[Text segment]

Vapor Trail (Clark) (2010)

As a documentary this initially comes across as somewhat academic: lots of black leader, intertitles and subtitles with dense historical text and quotations, and an odd interplay of sound and silence, but over the course of its 4hr+ running time, it builds up a complex picture of the legacy of US imperialism in the Philippines, and more specifically the environmental and human cost of their abandoned Clark military base (used as the staging post for all of America’s wars in Southeast Asia and the Middle East until its closure in 1991). The interviews with the key modern players in this environmental crisis play out at length, supported by relevant clips and quotes where necessary, and there’s a constant throughline about the fraught history between the two nations (most notably the war with the US which took place after the Philippines declared independence from Spain in 1898), and director John Gianvito continuously probes his interview subjects about what they’ve been taught or know about this war, the answer generally being very little. And so the environmental catastrophe — with its toll on human lives (expressed through images of many many gravestones for children, many of whom never lived beyond a single day), not to mention some pretty harrowing interviews — plays out against a backdrop of historical erasure, the suggestion being perhaps that those who don’t pay attention to their history with respect to American imperialist and militarist ambitions are doomed to repeat it.

Wake (Subic) (2015)

Whereas the earlier film was set at the former Clark airbase and its nearby community, this follow-up in Gianvito’s diptych focuses on the legacy of Subic naval base. Both have some protagonists and interviewees in common, notably Teofilo aka “Boojie”, who leads several organisations dedicated to cleaning up the environment around these former bases, which have been so toxic and destructive to the communities (people who originally worked at the bases and even found some economic stability, but now live in great poverty afflicted by diseases brought on by toxic contaminants).

If it were just a journalistic piece about these families, it would be an angry indictment of governmental corruption and lack of responsibility. However, even more than the earlier film, Wake (Subic) weaves in the contested history between the US and the Philippines, in which the former was for a long time the aggressive imperialist power and which even now largely controls many of the political decisions being made in the country, with less direct responsibility than, say, in Puerto Rico (colonised around the same era) but every bit as much disrespect — much of it grounded in racism (alongside, of course, economic profiteering). Indeed, the documentary evidence of early-20th century US military interventions — part of a US-Philippine war which, it becomes evident, is barely taught officially in the country — are chilling, with a series of photos of near-genocidal acts of extermination, alongside written accounts from senior politicians (including a future President, Taft) minimising all this brutal repression in the language of smug westerns spouting their Christian civilising influence (in a country already devoutly Catholic).

CREDITS
Director/Cinematographer John Gianvito; Length 541 minutes (in two parts of 264 minutes and 277 minutes).
Seen at Close-Up Film Centre, London, Saturday 4 November 2017 and Sunday 5 November 2017.

[/Text segment]
[Entries supplied]

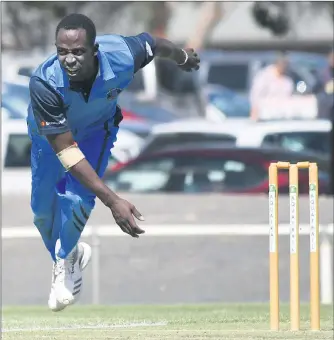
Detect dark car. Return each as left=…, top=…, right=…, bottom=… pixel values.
left=104, top=143, right=329, bottom=194
left=199, top=50, right=327, bottom=95
left=1, top=82, right=30, bottom=119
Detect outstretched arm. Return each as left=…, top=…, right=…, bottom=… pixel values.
left=155, top=38, right=200, bottom=71
left=123, top=33, right=200, bottom=73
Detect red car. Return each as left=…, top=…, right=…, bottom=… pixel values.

[/Entries supplied]

§ Prompt 1: From the film review above the listing, return the passage that begins at the words "Wake (Subic) (2015)" and stops after "by toxic contaminants).". Copy it word for word.
§ Prompt 2: Condense the paragraph of the film review that opens with "Whereas the earlier film was set" into a shorter version that keeps its main facts.
§ Prompt 3: According to the film review, are these statements correct? Answer yes or no for each and quote the words that decide it. (a) The Clark military base closed in 1991. (b) Wake (Subic) focuses on the former Clark airbase. (c) The two parts together run 541 minutes.

§ Task answer 1:
Wake (Subic) (2015)

Whereas the earlier film was set at the former Clark airbase and its nearby community, this follow-up in Gianvito’s diptych focuses on the legacy of Subic naval base. Both have some protagonists and interviewees in common, notably Teofilo aka “Boojie”, who leads several organisations dedicated to cleaning up the environment around these former bases, which have been so toxic and destructive to the communities (people who originally worked at the bases and even found some economic stability, but now live in great poverty afflicted by diseases brought on by toxic contaminants).

§ Task answer 2: This follow-up to the Clark film turns to the legacy of Subic naval base. The two films share some interviewees, notably Teofilo, known as "Boojie," who leads several organizations working to clean up the environment around the former bases. Those bases have badly harmed nearby communities. People who once worked there, and even found some economic stability, now live in great poverty and suffer from diseases caused by toxic contaminants.

§ Task answer 3:
(a) Yes: "until its closure in 1991"
(b) No: "this follow-up in Gianvito’s diptych focuses on the legacy of Subic naval base"
(c) Yes: "Length 541 minutes (in two parts of 264 minutes and 277 minutes)"